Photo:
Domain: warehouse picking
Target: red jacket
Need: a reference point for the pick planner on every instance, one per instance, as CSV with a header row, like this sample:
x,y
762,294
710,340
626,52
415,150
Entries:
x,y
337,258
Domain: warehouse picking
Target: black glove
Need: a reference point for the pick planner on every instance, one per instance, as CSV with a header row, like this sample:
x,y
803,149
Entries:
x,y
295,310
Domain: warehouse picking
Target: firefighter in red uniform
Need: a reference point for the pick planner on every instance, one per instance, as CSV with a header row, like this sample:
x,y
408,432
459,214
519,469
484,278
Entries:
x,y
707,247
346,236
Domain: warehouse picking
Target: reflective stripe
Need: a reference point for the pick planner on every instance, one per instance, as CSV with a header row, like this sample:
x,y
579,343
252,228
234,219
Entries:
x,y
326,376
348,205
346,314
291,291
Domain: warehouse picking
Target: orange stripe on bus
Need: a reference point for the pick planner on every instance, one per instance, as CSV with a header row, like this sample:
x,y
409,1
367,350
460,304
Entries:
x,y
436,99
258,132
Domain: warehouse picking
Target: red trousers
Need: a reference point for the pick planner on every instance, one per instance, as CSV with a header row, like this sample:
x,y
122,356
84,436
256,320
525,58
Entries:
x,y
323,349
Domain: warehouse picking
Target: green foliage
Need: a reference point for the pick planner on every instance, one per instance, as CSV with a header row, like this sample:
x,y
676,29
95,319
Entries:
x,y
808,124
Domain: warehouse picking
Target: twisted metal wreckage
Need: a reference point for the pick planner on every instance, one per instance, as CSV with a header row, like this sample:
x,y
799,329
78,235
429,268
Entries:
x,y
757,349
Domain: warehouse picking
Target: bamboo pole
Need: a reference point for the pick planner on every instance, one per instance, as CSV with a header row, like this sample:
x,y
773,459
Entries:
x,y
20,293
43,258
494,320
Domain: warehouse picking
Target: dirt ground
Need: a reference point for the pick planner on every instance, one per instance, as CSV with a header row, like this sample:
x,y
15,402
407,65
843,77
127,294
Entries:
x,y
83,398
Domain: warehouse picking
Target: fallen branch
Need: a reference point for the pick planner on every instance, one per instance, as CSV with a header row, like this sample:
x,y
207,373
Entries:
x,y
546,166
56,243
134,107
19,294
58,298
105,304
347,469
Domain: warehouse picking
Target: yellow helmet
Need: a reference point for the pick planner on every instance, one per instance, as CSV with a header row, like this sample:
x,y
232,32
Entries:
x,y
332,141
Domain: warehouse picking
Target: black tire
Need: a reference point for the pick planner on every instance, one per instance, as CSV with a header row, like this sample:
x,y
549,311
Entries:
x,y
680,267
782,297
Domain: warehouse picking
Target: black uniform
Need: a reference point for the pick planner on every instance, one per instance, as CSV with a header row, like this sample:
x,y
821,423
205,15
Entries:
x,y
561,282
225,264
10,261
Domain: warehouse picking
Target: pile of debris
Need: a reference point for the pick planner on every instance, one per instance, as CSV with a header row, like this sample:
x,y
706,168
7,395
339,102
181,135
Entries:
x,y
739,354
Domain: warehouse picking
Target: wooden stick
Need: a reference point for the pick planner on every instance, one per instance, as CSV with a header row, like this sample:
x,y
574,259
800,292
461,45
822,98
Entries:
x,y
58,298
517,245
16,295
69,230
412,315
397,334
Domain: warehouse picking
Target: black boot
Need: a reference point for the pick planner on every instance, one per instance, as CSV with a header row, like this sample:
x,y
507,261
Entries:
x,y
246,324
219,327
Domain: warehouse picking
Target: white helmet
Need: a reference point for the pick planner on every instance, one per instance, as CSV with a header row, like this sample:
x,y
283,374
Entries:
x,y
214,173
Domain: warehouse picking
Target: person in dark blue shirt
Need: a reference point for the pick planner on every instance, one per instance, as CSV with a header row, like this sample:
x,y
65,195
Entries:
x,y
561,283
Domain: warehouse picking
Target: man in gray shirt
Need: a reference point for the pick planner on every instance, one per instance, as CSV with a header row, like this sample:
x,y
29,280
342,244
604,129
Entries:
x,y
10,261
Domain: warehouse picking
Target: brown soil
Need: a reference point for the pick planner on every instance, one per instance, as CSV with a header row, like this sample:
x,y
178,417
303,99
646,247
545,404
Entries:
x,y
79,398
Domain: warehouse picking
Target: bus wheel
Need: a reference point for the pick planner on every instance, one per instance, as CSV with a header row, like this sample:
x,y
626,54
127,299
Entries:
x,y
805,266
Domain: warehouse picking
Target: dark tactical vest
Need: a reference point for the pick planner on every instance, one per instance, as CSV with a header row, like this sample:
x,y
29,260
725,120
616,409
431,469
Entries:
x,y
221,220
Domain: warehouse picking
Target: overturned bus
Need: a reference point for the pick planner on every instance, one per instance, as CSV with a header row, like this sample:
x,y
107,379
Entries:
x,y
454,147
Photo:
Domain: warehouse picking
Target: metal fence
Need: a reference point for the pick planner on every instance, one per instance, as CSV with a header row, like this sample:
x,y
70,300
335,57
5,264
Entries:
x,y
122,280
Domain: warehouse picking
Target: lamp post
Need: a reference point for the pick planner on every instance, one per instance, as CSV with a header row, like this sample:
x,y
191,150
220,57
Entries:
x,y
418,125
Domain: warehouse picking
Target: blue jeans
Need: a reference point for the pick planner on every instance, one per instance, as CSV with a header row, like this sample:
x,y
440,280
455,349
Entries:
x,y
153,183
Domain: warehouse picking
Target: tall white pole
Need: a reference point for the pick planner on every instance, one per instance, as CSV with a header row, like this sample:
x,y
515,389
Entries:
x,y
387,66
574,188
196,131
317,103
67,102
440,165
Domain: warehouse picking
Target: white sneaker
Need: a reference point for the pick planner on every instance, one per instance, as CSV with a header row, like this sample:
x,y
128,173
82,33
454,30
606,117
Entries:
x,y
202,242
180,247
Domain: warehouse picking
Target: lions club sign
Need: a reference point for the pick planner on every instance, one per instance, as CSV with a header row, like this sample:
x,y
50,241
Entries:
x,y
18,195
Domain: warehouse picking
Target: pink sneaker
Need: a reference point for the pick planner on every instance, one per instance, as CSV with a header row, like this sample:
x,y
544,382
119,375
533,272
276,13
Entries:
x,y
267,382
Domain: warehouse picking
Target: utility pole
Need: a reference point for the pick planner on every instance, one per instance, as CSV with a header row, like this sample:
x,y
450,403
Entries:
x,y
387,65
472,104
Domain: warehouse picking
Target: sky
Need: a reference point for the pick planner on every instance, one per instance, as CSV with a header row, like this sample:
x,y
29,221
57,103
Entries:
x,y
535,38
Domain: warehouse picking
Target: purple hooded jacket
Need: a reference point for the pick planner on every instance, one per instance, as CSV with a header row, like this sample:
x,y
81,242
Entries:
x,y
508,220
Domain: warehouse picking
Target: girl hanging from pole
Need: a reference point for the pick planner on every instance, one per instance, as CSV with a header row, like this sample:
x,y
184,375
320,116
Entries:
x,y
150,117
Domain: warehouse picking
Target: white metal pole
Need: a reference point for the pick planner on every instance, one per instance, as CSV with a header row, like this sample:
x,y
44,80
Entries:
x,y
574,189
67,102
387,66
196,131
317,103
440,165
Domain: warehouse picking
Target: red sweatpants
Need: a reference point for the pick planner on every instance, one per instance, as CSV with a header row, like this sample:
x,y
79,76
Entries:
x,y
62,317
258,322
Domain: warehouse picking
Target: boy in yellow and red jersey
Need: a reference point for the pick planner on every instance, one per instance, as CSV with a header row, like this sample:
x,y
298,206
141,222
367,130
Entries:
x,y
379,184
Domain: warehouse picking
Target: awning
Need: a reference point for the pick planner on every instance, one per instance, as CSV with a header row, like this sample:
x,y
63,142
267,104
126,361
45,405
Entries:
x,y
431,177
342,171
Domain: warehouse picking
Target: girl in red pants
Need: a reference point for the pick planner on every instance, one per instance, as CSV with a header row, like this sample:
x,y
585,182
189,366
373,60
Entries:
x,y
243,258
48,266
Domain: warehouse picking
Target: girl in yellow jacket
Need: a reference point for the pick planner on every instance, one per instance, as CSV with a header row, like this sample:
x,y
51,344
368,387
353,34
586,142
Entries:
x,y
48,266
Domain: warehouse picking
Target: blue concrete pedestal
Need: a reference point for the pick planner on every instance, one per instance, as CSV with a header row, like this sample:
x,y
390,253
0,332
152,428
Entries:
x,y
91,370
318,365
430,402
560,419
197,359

→ WHAT IS NEEDED: Count how many lines in the material above contain the word "uniform", and reply with the number alone.

→ CORRECT ANSWER: 2